ARTICLE:
## Start
Europe in energy and climate 03.08-Nationalisation of the energy market?

In this issue we have some articles on energy market in Europe for mart. Something interesting you can find in the energy liberalization articles. It seems like a side-effect from the fight with Russia for energy market is the nationalizing from EU of the energy sector. Interesting, right? I mean, it's not exactly a nationalizing, because first EU is not a nation, obviously, and second that independent system operator (IOS) will be made independent from the industry, it will regulate the prices...Reminds you for the good old day? Ok, for some of us :) The quick links for the articles, all for you comfort (sources are in the article themselves):

EU states push for early adoption of biofuel standards

26 February 2008

Member states are teaming up with MEPs in pressuring the Commission to include binding sustainability criteria in a revision of EU-wide specifications for transport fuels.

Representatives of EU governments agreed on 22 February that biofuel sustainability standards should be included in a revised version of the EU's 1998 Fuel Quality Directiveexternal , which relates to the use of petrol, diesel and gas oil in cars, trucks, barges, tractor locomotives and machinery (EurActiv 01/02/07).

A key aim of the proposed review is to get fuel suppliers to reduce greenhouse gases emitted by their fuels throughout their life-cycle (i.e. production, transport and use) by 10% between 2011 and 2020, either by enhancing supply efficiency or increasing the proportion of biofuel they include in their fuels.

The plans have been welcomed by Parliament and member states, but both want the Commission to introduce binding "sustainability criteria" in the directive. They say this is necessary to avoid a situation whereby fuel makers focus purely on cutting CO2 at the lowest possible cost, without any consideration of other potentially negative environmental side-effects – notably those linked to the mass production of biofuels made from agricultural crops, including deforestation, food price hikes and water shortages.

The Commission, however, insists that such criteria are already being proposed in a separate directive on renewables, presented on 23 January, which asks that 10% of all transport fuel consumption in the EU be covered by biofuels by 2020. Under the draft law, the EU executive is proposing that biofuels failing to deliver life-cycle CO2 savings of at least 35% compared to fossil fuels - as well as biofuels planted in protected areas, "highly biodiverse" grasslands, forests and wetlands - should not count towards the 10% target.

But MEPs and member states argue that those criteria are unlikely to be in place sufficiently early to prevent fuel makers from investing in cheap but dirty biofuels.

"We do not want the Fuel Quality Directive, which is much more advanced, to be a victim of the renewables directive," Dragan Barbutovski, spokesman for the Slovenian representation to the EU told EurActiv.

According to a Presidency compromise agreed by member states, an ad hoc working group has been set up, with the aim of drafting "core criteria" for biofuels, that would be included both directives. The group is expected to put forward recommendations in March. "Ideally, these would be 'copy-pasted' into the main renewables directive afterwards," Barbutovski said.
## End
[Records of labeled points]
## Start
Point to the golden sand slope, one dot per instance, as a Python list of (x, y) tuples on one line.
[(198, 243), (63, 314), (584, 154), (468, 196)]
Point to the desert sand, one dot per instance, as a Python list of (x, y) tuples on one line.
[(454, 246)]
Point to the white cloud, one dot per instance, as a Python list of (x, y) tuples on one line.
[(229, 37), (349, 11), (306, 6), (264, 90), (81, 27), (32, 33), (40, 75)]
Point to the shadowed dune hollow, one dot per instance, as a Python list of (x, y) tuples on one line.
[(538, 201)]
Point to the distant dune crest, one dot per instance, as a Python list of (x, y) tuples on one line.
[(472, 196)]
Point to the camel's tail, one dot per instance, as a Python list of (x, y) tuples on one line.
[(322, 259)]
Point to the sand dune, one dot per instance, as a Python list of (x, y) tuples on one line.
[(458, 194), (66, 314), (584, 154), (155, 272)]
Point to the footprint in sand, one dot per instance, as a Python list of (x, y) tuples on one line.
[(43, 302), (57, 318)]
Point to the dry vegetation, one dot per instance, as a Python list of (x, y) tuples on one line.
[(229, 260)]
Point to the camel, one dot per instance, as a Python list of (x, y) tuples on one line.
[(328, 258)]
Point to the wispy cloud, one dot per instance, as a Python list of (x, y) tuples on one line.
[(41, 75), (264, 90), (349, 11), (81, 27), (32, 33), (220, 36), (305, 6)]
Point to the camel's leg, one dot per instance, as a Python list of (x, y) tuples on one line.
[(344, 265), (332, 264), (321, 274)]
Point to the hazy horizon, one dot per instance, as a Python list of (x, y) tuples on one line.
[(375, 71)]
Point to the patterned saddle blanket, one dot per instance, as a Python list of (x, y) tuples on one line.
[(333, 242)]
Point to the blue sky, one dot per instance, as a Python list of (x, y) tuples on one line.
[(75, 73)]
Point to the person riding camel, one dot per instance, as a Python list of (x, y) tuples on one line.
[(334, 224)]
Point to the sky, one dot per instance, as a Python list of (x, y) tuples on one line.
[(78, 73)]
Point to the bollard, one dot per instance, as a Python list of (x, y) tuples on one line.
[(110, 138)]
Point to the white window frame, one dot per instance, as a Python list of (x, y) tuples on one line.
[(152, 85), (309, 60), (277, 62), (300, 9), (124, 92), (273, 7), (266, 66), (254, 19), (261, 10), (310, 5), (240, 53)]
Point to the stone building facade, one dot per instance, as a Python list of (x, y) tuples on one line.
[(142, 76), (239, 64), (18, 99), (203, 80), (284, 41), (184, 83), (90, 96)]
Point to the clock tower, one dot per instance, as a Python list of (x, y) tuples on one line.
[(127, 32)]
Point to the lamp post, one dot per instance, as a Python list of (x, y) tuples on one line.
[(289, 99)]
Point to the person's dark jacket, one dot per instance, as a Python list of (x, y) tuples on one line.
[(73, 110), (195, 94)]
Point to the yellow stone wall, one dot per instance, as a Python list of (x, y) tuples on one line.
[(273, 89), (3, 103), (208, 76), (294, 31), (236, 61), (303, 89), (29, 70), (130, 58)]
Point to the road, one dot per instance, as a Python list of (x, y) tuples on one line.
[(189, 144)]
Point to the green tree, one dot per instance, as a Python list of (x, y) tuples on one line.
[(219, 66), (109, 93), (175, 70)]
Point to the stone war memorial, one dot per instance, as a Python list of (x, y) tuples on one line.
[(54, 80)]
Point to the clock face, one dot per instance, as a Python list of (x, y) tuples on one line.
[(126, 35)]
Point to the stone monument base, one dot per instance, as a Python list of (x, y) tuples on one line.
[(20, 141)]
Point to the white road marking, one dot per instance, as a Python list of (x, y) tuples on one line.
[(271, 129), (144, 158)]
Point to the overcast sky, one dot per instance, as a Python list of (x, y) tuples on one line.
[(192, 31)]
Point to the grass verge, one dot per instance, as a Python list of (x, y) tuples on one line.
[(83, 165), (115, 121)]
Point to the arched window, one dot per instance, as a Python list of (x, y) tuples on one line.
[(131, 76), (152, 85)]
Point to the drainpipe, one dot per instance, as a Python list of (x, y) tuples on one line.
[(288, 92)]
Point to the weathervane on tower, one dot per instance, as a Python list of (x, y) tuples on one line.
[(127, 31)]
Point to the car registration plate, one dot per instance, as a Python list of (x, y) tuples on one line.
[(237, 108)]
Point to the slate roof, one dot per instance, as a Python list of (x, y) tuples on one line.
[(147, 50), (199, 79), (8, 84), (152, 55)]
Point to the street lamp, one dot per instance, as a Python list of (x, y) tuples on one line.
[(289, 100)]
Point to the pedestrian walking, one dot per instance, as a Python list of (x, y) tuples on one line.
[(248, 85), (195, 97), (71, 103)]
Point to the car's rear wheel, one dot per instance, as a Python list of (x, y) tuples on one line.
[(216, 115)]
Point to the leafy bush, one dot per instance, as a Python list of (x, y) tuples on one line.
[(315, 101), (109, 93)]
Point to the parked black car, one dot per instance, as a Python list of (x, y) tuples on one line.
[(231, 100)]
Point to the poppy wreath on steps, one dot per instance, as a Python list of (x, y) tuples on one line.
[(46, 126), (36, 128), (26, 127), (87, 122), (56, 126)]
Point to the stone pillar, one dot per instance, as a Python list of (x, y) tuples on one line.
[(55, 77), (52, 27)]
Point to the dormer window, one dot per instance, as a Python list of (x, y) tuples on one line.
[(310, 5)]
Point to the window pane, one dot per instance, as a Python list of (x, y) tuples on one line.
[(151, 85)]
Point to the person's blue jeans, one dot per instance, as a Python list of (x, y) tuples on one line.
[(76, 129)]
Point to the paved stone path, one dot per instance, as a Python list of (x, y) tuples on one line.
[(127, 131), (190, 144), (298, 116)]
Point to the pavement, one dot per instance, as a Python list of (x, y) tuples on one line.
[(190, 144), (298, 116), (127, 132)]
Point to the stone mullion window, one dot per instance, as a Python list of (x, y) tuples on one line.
## End
## Start
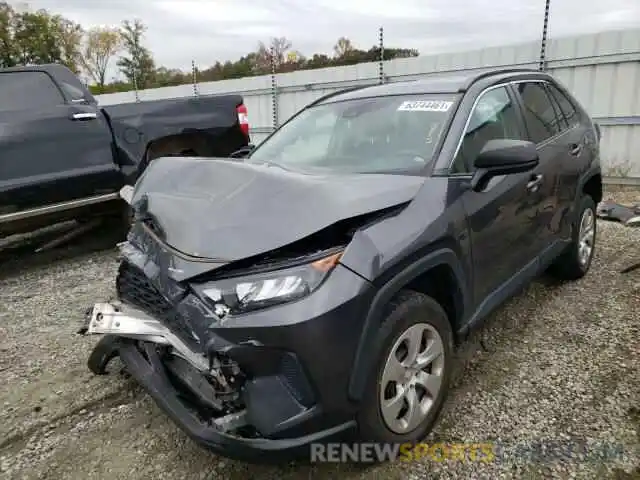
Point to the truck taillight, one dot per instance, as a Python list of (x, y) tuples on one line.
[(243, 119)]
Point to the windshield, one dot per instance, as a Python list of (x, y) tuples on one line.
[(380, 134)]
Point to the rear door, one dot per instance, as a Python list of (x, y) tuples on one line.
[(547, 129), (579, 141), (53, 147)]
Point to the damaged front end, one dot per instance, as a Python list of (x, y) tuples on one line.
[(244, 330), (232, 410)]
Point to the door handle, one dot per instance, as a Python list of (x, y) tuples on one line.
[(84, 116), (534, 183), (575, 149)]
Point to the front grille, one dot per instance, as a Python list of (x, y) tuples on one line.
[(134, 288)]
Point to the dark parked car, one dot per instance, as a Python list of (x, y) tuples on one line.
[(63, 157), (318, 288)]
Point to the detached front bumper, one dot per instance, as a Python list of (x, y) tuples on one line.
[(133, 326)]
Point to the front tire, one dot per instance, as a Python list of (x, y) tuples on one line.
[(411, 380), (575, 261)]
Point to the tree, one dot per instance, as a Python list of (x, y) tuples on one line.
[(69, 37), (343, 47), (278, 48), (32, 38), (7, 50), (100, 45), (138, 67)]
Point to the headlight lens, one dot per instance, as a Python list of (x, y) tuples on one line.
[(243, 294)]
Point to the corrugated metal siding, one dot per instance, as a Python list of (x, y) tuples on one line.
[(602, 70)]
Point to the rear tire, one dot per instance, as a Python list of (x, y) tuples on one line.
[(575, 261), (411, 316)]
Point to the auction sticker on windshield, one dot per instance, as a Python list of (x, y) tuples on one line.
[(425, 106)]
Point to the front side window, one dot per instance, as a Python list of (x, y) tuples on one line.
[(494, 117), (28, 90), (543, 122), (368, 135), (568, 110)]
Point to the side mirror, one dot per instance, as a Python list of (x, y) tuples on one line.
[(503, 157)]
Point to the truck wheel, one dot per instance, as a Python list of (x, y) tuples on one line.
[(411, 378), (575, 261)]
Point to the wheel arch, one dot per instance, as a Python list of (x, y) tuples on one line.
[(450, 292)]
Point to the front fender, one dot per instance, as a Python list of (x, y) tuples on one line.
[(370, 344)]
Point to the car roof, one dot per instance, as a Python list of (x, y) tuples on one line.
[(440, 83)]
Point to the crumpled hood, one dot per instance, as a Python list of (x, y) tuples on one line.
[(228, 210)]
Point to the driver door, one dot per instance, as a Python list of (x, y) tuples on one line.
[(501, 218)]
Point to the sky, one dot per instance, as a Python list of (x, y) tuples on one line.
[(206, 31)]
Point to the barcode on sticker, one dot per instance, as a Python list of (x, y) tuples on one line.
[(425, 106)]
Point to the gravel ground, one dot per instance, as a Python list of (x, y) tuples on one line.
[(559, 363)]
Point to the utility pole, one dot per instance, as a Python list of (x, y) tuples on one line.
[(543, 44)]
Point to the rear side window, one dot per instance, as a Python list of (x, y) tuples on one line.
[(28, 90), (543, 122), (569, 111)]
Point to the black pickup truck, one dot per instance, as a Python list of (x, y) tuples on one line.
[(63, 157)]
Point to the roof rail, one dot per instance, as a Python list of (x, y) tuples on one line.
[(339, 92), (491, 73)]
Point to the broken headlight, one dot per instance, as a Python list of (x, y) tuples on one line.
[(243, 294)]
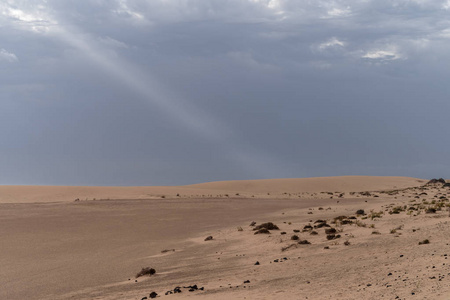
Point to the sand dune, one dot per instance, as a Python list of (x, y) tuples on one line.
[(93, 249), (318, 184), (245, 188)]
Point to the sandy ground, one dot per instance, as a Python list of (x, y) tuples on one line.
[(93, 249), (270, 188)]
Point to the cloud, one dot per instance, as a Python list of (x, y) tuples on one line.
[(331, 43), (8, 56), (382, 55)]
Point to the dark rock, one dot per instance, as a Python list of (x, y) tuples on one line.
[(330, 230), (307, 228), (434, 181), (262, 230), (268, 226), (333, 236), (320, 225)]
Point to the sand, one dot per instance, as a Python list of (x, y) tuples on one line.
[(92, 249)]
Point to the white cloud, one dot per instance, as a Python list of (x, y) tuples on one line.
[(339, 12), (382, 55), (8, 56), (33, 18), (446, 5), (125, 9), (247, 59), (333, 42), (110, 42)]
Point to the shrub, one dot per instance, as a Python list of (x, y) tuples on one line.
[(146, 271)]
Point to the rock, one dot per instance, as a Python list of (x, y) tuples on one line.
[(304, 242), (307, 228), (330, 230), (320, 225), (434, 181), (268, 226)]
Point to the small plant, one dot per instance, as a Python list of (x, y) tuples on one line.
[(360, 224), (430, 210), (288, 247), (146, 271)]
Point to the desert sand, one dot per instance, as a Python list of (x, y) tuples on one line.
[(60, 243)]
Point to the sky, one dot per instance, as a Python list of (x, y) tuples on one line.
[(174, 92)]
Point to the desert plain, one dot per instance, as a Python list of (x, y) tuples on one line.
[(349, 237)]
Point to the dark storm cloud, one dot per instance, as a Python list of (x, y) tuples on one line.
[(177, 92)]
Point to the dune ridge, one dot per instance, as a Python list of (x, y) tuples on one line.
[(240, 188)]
## End
## Start
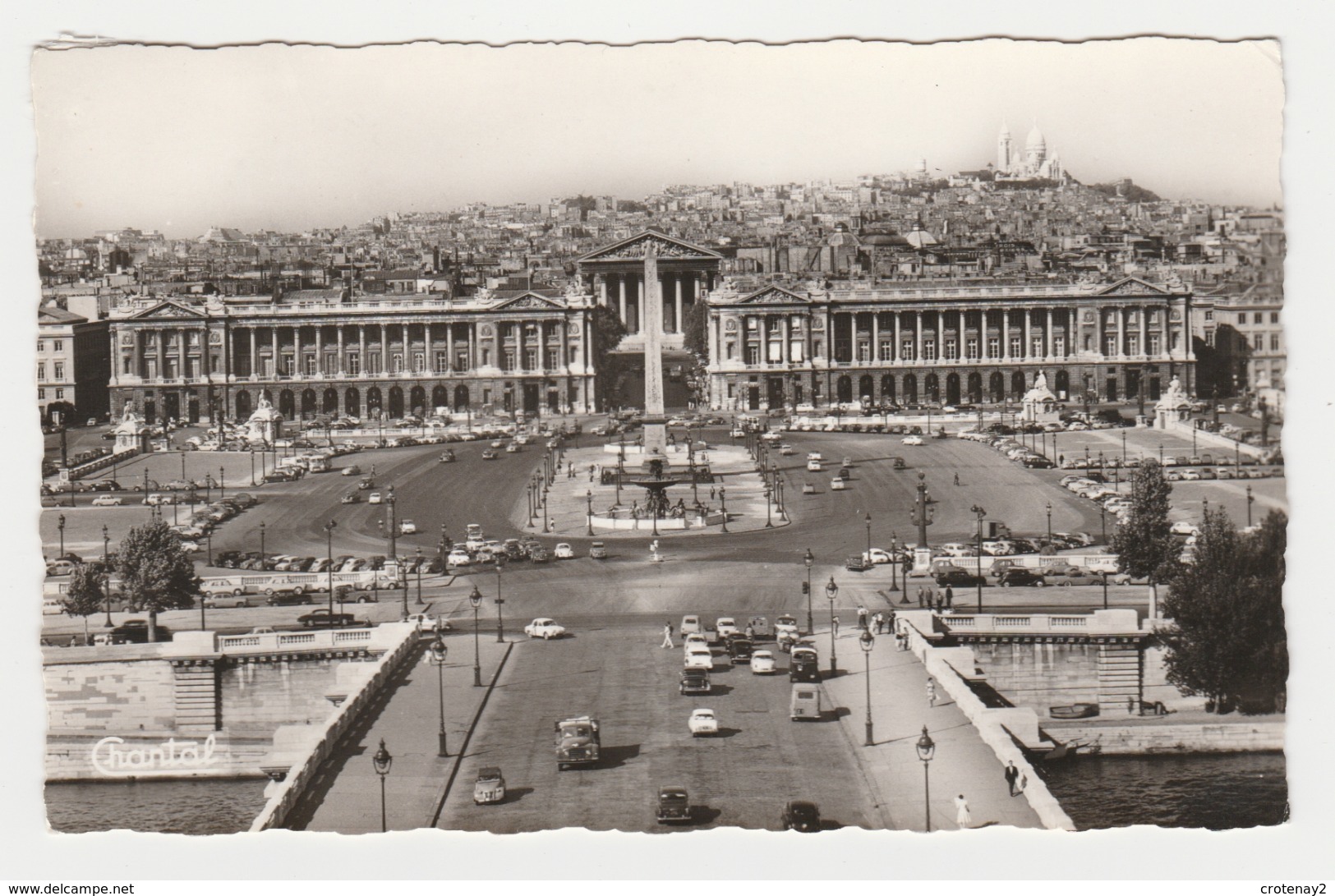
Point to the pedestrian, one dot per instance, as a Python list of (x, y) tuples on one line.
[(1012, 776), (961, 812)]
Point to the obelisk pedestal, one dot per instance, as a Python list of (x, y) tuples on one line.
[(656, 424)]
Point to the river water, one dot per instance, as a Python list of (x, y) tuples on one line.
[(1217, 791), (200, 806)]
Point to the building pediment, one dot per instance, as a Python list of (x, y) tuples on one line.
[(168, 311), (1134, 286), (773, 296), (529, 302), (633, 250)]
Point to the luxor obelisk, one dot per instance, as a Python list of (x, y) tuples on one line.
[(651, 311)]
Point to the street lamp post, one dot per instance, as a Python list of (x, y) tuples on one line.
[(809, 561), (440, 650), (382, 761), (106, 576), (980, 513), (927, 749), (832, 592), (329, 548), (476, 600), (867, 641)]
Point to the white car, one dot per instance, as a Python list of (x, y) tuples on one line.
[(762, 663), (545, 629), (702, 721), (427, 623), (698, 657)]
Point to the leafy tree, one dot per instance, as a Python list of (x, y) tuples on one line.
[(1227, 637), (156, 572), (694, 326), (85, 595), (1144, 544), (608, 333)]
## End
PROBLEMS:
A - In the energy and climate post, by how much should fuel suppliers cut the life-cycle greenhouse gases from their fuels between 2011 and 2020?
B - Carry the energy and climate post forward from its last sentence.

SOLVED PROBLEMS:
A - By 10%.

B -
The definition of sustainability criteria is nevertheless likely to remain highly controversial. MEPs are already pushing for stricter terms than those put forward by the Commission's Directorate-General for Energy. In a Parliament environment committee vote in November, they notably called for biofuels counting towards the 10% target to deliver life-cycle CO2 savings of at least 50% compared to conventional fuels – rather than the 35% cut the Commission is proposing. source

E.ON surprise grid offer bolsters EU liberalisation hopes

29 February 2008

The European Commission has won an important victory in its crusade against former energy monopolies when German energy giant E.ON offered to sell-off its high voltage electricity grid to settle ongoing EU antitrust inquiries.

In its third liberalisation 'package' proposals unveiled on 19 September 2007, the Commission left member states with two options to complete the liberalisation of the EU energy sector:

  • Forcing big energy firms to sell off their power transmission and gas storage assets in order to keep these activities fully separate from energy production ('Ownership unbundling'), or;
  • allowing firms to maintain ownership of their transmission assets but leave their management to an Independent System Operator (ISO) responsible for taking investment and commercial decisions.

In a statementexternal on Thursday (28 February), E.ON said it "proposes to commit to sell its electricity transmission system network to an operator which would have no interest in the electricity generation and/or supply businesses".

The surprise offer would effectively 'unbundle' E.ON's electricity generation and transmission activities, a move which the Commission has long supported as a necessary step to complete the liberalisation of Europe's energy sector.

"These proposals, if adopted, would structurally change the electricity sector in Germany and could spur competition in the sector to the benefit of domestic and industrial customers," E.ON said.

The timing of the announcement also came at a crucial moment, just hours before EU energy ministers were to meet in Brussels for a discussion on energy, which included the Commission's controversial 'unbundling' proposals.

E.ON had until now been a staunch opponent to the Commission's plans for full 'ownership unbundling' and the announcement apparently took the German government by surprise.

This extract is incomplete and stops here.